- Opening Delimiter -

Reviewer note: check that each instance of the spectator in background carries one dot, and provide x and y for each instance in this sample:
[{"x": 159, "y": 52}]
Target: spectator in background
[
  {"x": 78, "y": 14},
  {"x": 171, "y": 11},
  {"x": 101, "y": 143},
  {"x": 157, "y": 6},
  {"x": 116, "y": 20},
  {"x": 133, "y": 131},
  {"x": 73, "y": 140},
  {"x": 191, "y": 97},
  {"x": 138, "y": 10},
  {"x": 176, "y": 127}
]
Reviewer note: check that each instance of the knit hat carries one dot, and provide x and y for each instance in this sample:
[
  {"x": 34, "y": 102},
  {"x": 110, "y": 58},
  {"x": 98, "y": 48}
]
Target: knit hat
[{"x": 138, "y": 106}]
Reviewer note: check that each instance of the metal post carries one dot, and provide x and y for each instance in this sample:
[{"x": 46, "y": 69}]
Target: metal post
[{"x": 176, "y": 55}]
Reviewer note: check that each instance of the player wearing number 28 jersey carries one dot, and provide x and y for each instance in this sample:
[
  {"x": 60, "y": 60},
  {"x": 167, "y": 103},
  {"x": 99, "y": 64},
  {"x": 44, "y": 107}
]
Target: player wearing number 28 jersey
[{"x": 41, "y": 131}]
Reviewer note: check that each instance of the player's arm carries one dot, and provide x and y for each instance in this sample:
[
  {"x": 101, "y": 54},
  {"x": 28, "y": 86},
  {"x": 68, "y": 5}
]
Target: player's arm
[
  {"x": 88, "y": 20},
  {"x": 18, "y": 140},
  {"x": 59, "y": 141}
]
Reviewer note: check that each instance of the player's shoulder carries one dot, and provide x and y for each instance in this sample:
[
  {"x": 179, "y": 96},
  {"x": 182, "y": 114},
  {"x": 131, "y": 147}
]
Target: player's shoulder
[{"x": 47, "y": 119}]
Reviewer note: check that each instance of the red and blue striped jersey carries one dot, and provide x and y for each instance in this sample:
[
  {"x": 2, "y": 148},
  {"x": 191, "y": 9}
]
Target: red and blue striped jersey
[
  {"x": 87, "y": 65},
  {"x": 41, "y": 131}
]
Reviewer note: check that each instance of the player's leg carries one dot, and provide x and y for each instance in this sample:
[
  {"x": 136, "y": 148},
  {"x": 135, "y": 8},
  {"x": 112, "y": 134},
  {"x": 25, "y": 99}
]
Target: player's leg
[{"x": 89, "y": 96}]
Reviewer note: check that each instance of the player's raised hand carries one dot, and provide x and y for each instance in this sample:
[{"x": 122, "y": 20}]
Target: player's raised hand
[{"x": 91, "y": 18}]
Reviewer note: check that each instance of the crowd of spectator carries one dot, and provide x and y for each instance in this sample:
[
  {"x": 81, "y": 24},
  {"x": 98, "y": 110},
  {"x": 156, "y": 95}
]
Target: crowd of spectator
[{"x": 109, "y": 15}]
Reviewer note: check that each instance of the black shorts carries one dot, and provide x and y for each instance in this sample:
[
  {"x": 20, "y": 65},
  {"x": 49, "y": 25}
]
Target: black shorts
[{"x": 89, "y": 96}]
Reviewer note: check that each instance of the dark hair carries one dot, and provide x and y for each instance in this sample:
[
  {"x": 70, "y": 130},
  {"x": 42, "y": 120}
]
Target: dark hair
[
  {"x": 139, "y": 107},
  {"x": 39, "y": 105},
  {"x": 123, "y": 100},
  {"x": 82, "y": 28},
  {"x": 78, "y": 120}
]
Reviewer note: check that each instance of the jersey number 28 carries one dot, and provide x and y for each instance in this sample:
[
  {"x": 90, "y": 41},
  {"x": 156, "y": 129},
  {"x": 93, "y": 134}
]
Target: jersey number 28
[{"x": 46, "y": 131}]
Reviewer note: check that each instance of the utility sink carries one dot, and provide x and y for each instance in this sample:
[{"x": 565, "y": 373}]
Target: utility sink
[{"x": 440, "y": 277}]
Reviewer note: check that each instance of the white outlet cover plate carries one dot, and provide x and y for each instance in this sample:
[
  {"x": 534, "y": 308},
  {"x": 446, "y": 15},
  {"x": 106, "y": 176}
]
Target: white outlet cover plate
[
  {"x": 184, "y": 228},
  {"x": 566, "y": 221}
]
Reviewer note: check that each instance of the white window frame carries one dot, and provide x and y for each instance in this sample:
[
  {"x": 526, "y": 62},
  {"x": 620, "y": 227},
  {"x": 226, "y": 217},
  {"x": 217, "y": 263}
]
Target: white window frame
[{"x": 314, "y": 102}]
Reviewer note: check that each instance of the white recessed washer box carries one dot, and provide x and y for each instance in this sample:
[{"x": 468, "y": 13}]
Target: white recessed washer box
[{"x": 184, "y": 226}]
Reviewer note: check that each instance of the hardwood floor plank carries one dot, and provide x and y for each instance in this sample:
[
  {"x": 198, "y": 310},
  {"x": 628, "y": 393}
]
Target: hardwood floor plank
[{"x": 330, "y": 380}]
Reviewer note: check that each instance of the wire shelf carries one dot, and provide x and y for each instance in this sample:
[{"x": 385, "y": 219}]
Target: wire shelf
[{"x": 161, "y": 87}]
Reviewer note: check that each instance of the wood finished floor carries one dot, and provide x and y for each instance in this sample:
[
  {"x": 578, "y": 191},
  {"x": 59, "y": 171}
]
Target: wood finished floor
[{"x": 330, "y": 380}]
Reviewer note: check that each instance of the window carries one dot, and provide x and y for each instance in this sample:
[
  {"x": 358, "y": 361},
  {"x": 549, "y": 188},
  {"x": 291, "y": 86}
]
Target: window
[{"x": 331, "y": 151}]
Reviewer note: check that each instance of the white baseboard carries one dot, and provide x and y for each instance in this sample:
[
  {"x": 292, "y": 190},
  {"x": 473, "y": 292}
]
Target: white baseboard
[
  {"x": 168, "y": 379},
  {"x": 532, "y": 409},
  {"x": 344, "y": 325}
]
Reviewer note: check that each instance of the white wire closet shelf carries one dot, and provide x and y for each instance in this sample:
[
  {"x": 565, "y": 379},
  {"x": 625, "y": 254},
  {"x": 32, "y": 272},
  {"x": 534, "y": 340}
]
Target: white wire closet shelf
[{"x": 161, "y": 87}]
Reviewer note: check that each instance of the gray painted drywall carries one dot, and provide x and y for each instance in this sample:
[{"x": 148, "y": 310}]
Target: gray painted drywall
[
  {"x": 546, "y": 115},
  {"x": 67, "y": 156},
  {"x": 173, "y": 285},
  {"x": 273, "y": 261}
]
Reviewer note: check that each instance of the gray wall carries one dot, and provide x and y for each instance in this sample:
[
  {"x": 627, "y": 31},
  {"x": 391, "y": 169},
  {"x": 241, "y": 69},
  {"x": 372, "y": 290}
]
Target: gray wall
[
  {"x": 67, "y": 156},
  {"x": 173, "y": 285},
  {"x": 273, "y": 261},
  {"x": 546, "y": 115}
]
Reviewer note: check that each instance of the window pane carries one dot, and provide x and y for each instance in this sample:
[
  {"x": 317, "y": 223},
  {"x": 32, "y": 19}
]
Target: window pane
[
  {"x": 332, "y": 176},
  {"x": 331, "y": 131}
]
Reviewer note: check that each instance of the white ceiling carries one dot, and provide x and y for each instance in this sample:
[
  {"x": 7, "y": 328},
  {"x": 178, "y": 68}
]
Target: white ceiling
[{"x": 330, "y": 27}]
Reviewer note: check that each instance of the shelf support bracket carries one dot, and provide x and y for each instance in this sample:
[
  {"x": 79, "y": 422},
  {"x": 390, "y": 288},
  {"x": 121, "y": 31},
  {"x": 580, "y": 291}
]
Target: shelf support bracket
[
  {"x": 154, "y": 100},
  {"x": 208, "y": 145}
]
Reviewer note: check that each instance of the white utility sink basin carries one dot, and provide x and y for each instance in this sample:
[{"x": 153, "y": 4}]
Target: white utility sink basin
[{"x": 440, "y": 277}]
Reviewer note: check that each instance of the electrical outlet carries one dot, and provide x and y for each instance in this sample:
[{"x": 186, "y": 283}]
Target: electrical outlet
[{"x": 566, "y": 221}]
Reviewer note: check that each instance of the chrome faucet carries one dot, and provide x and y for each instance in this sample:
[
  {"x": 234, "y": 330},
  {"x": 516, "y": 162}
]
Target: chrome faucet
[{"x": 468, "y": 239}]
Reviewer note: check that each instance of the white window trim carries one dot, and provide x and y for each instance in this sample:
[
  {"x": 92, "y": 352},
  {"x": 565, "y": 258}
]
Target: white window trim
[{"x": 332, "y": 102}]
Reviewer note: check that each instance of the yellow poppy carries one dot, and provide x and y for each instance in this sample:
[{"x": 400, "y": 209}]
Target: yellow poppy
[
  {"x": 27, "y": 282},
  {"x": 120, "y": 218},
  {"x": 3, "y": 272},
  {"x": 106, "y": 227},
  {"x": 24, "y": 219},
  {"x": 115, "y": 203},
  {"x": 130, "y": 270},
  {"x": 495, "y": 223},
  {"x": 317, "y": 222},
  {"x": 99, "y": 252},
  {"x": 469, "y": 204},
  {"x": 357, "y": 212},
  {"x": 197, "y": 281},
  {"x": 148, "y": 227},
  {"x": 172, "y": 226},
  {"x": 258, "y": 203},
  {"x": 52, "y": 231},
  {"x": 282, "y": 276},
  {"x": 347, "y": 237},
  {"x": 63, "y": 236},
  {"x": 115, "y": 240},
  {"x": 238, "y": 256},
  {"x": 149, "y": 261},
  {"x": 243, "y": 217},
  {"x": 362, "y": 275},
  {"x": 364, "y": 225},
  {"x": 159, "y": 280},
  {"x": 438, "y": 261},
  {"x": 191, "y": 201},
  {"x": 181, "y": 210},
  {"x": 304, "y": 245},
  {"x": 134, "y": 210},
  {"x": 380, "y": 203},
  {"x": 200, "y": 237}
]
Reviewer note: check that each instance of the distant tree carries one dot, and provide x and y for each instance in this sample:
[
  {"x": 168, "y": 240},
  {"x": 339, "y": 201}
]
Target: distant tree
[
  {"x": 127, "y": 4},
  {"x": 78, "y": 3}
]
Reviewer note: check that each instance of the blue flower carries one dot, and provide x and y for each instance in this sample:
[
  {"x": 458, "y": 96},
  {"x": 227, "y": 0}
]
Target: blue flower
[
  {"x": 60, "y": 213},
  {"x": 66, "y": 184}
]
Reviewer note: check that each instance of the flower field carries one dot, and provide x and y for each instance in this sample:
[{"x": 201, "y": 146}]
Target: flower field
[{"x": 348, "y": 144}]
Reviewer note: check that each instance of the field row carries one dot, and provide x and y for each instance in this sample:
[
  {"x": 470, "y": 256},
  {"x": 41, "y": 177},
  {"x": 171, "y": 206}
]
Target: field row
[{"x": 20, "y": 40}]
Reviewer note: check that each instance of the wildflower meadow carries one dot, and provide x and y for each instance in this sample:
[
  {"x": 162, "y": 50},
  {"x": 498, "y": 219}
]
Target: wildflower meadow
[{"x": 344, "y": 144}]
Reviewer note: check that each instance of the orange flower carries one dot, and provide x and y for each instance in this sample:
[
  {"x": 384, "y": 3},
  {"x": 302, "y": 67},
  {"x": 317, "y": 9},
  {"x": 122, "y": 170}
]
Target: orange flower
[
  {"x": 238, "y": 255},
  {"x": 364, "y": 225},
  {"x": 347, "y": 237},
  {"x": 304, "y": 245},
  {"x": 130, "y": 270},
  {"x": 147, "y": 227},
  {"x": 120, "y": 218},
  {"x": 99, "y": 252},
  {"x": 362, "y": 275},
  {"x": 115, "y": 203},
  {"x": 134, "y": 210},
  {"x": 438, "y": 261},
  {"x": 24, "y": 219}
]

- Closing Delimiter -

■ **The problem**
Transcribe, without alteration, the line that contains "Target: wildflower meadow" together with all lines after it in the listing above.

■ **Your solution**
Target: wildflower meadow
[{"x": 344, "y": 144}]
Reviewer note: check that each instance of the orange flower carries one dot, and provide x and y for each instance in this sample:
[
  {"x": 384, "y": 3},
  {"x": 302, "y": 67},
  {"x": 317, "y": 9},
  {"x": 122, "y": 170}
]
Target: orange flower
[
  {"x": 238, "y": 255},
  {"x": 364, "y": 225},
  {"x": 347, "y": 237},
  {"x": 304, "y": 245},
  {"x": 130, "y": 270},
  {"x": 147, "y": 227},
  {"x": 120, "y": 218},
  {"x": 99, "y": 252},
  {"x": 362, "y": 275},
  {"x": 115, "y": 203},
  {"x": 134, "y": 210},
  {"x": 438, "y": 261},
  {"x": 24, "y": 219}
]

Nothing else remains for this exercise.